Work order:
Extract all lines in the data that contain the word "indicate".

Provided records:
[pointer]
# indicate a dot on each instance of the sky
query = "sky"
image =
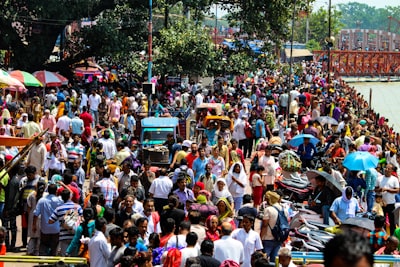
(375, 3)
(324, 3)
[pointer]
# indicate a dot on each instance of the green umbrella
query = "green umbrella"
(26, 78)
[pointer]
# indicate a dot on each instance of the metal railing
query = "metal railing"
(318, 257)
(42, 259)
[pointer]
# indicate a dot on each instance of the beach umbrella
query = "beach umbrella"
(6, 81)
(364, 224)
(50, 79)
(326, 120)
(299, 139)
(360, 161)
(26, 78)
(330, 181)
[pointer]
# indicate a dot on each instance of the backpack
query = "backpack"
(71, 220)
(248, 130)
(184, 174)
(281, 229)
(135, 163)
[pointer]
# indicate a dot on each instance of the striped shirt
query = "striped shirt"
(58, 215)
(109, 190)
(74, 151)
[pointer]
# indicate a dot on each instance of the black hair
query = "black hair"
(67, 177)
(249, 217)
(350, 247)
(155, 238)
(132, 231)
(100, 223)
(88, 214)
(191, 239)
(65, 195)
(379, 221)
(134, 178)
(109, 214)
(106, 173)
(117, 232)
(147, 200)
(30, 169)
(185, 225)
(173, 201)
(261, 262)
(260, 168)
(207, 247)
(226, 230)
(52, 189)
(247, 198)
(194, 217)
(192, 261)
(140, 221)
(320, 178)
(169, 225)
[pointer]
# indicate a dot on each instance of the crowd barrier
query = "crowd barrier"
(318, 258)
(42, 259)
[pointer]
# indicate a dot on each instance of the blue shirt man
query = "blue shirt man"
(306, 152)
(199, 164)
(183, 192)
(49, 233)
(370, 180)
(76, 125)
(260, 128)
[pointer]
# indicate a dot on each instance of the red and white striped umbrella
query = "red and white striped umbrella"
(50, 79)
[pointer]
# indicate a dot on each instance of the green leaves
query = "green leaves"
(184, 48)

Answer:
# indicate a dot on each instance of the sky
# indicate a dot on each instance of the green umbrella
# indicate a dot on each instance of the metal railing
# indicate a dot on each instance of the beach umbrella
# indicate a dot on each instance of the backpack
# indicate a dot on each instance of the striped shirt
# indicate a dot on each instance of the black hair
# indicate a dot on each instance of the crowd barrier
# indicate a dot on each instance of the blue shirt man
# indicate a dot on each instance of the red and white striped umbrella
# indicate a dot on each instance of the green leaves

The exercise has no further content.